_Kutipan yang Disediakan_.
┌──

KepBup Kudus Tentang Perpanjangan Penundaan Tahapan Pengisian Perangkat Desa Tahun 2022 Dianggap Ngawur dan Mencla-Mencle
KUDUS- Kuasa Hukum Garank 1 menganggap Keputusan Bupati Kudus Nomor: 141/92/2023, Tentang Perpanjangan Penundaan Tahapan Pengisian Perangkat Desa Tahun 2022 adalah ngawur dan tak bermutu.
Hal tersebut diungkapkan oleh Sukis Jiwantomo, S.H., M.H., saat dimintai tanggapan awak media terkait perpanjangan Penundaan pelantikan Perades tersebut, Kamis, 19/04/23.
Dia membeberkan, dalam KepBup antara lain berbunyi;
a. Kepala Desa mengangkat Perangkat Desa dengan Keputusan Kepala Desa, yang semula tanggal 28 April 2023, ditunda pelaksanaannya menjadi paling lama 7 (tujuh) hari setelah putusan pengadilan tingkat pertama, atas gugatan Nomor Perkara 26/Pdt.G/2023/PN.Kds.
b. Pelantikan Perangkat Desa oleh Kepala Desa, sebagaimana poin (a) ditayangkan di aplikasi Ecourt Mahkamah Agung Republik Indonesia.

└──

_Entri Hasil Ekstraksi_.

┌──

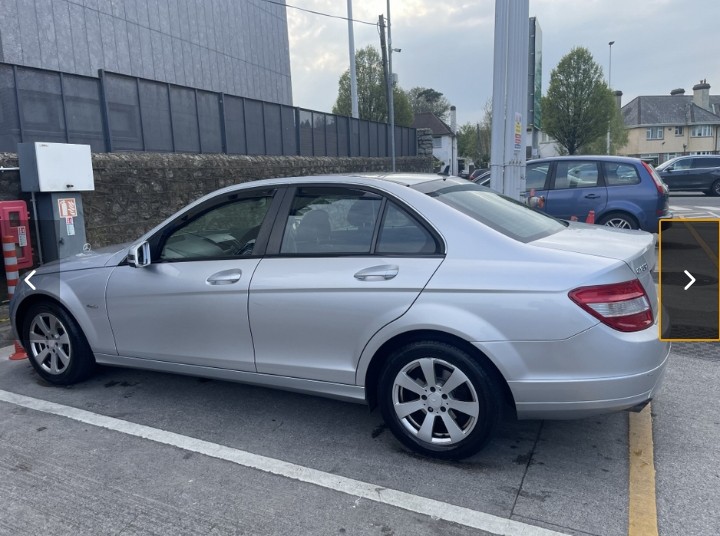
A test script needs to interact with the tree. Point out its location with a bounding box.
[457,99,492,167]
[407,87,450,121]
[332,45,413,127]
[542,47,617,154]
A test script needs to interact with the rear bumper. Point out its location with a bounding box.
[512,350,669,419]
[478,323,670,419]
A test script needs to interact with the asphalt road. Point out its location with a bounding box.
[0,338,720,536]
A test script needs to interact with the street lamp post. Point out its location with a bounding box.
[605,41,615,154]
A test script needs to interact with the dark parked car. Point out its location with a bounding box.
[468,169,490,188]
[657,155,720,195]
[526,156,672,233]
[466,168,490,182]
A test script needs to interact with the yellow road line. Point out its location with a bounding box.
[628,404,658,536]
[683,222,718,268]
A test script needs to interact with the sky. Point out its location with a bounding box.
[286,0,720,125]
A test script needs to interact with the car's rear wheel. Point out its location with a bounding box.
[378,341,501,459]
[23,302,95,385]
[710,179,720,197]
[598,212,640,229]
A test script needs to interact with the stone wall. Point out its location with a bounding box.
[0,152,432,254]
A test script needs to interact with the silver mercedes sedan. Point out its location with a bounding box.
[11,174,670,459]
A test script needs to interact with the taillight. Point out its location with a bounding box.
[568,279,653,332]
[642,162,667,199]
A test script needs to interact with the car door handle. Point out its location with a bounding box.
[355,264,400,281]
[206,269,242,285]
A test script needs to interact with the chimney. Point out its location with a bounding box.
[693,80,710,110]
[613,90,622,108]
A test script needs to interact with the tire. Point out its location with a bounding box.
[22,302,95,385]
[378,341,502,460]
[598,212,640,229]
[709,180,720,197]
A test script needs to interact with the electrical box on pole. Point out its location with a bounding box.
[18,142,95,262]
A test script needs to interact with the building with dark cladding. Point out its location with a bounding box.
[0,0,292,105]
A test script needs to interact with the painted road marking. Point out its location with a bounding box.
[628,404,658,536]
[0,390,562,536]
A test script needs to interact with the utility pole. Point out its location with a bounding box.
[378,15,395,171]
[348,0,360,119]
[605,41,615,154]
[490,0,529,200]
[387,0,395,171]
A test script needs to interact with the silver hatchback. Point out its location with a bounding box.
[11,174,670,458]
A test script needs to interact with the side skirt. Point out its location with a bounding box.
[95,354,367,404]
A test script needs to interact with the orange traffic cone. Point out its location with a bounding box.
[2,236,27,361]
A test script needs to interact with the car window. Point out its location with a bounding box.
[525,162,550,191]
[160,194,272,261]
[670,158,695,171]
[375,203,437,255]
[426,183,566,242]
[280,187,382,255]
[554,160,600,190]
[692,156,720,169]
[605,162,640,186]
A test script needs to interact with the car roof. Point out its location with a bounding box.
[348,172,460,186]
[527,154,642,164]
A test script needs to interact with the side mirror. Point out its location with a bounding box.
[128,242,150,268]
[527,195,545,208]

└──

_Yang Perlu Dikerjakan_. Ulangi kata demi kata bagian kutipan tentang penundaan pengisian perangkat desa di Kudus, dari "KepBup Kudus Tentang" sampai "dan tak bermutu.". Item di atas tidak dipakai dalam latihan ini.

_Jawaban Latihan_.
KepBup Kudus Tentang Perpanjangan Penundaan Tahapan Pengisian Perangkat Desa Tahun 2022 Dianggap Ngawur dan Mencla-Mencle
KUDUS- Kuasa Hukum Garank 1 menganggap Keputusan Bupati Kudus Nomor: 141/92/2023, Tentang Perpanjangan Penundaan Tahapan Pengisian Perangkat Desa Tahun 2022 adalah ngawur dan tak bermutu.